━━━ Dataset records

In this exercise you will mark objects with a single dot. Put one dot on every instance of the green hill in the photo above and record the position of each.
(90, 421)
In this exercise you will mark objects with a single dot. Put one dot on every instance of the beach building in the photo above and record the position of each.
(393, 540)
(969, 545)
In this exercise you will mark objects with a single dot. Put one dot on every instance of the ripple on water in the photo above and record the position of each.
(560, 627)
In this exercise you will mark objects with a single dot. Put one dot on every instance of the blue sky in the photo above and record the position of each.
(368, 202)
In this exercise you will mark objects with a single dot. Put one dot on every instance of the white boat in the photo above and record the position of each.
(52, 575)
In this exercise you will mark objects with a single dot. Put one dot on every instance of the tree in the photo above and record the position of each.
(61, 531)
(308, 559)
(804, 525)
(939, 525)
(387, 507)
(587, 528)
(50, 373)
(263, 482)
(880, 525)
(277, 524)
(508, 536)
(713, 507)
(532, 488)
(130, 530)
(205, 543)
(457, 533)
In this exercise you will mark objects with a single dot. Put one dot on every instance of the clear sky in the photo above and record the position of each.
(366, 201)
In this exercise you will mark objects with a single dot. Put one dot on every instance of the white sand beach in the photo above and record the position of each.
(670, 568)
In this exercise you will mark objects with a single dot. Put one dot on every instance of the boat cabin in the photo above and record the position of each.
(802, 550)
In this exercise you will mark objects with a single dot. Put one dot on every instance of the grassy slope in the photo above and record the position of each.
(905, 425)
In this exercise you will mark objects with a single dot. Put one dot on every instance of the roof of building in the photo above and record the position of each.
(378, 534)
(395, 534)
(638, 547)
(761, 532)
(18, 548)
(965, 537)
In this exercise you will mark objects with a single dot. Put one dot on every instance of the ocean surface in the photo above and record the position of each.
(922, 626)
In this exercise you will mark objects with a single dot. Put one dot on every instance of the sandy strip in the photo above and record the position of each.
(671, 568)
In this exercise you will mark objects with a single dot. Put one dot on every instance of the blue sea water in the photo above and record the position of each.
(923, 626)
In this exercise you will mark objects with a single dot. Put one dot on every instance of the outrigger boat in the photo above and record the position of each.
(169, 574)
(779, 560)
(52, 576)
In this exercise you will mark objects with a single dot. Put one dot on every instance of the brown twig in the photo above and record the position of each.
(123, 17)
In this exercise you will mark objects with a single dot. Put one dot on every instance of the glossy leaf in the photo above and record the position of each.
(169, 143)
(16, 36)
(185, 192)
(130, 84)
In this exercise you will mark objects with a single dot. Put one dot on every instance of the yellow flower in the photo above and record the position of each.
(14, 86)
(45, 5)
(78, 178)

━━━━━━

Extract the full listing and reproduce each line exactly.

In this exercise you will mark objects with a single dot. Put one dot on every instance of the green hill in the photo above and record the position of each.
(90, 421)
In this exercise you will mark objects with a single dot. Put one dot on every instance of the beach building in the photo above and record the position of each.
(393, 540)
(969, 545)
In this exercise you will mark objects with a single dot. Put one dot on every instance of the ripple on water in the photo above and record the position of each.
(560, 627)
In this exercise you will mark objects with a single dot. Put one dot on every instance of the blue sky in the photo above and record the position of each.
(368, 202)
In this exercise you will mark objects with a single dot. Put one dot on every instance of the white boat in the photo above and record the position of each.
(52, 575)
In this exercise you will mark objects with a single dot. Put one dot on every instance of the tree in the photo above and record the position of each.
(61, 531)
(308, 559)
(804, 525)
(939, 525)
(387, 507)
(587, 528)
(50, 373)
(263, 482)
(880, 525)
(277, 524)
(508, 536)
(713, 507)
(532, 488)
(130, 530)
(205, 543)
(457, 533)
In this exercise you will mark objects with a single dot. Put one dot on every instance of the clear sky in the photo above and record the position of each.
(366, 201)
In this exercise you will mark objects with a single dot. Put one dot on every instance of the white sand beach in the photo above and record the position of each.
(670, 568)
In this exercise you will mark objects with a single dot. Put one dot on every instance of the boat cabin in the photo above and record the position of each.
(802, 550)
In this exercise you will mark objects with a single dot. Put one dot on every instance of the grassy slope in the photo above and record the position of each.
(905, 425)
In this exercise you will mark objects with a single dot. Put one dot on every instance of the roof of building in the photo above and record the position of each.
(378, 534)
(395, 534)
(638, 547)
(761, 532)
(18, 548)
(965, 537)
In this exercise you will mark objects with a single dot. Put one dot on every instance of the ocean surface in the photo above and record the position of each.
(922, 626)
In this exercise you will mark objects with a single dot. Put one dot on every instance of the sandy strip in the photo above and record the position of each.
(671, 568)
In this exercise you will mark objects with a single dot. Put one dot on every instance of the blue sea water in the photo above and record the position of each.
(923, 626)
In this exercise you will mark objects with a single dot. Put one dot on every instance of the outrigger boat in the photo above and record the position of each.
(169, 574)
(779, 560)
(52, 576)
In this exercise you will mark objects with a single dot. Put one dot on every instance of the brown twig in the photo above and record the position of each.
(123, 17)
In this exercise you will mark objects with a single dot. Put one dot on every instance of the glossy leaf in the photo above and record the position of each.
(169, 143)
(16, 36)
(185, 192)
(130, 84)
In this exercise you will mark objects with a single dot. Put one dot on every instance of the yellow flower in the photo above and record the position of each.
(14, 86)
(45, 5)
(78, 178)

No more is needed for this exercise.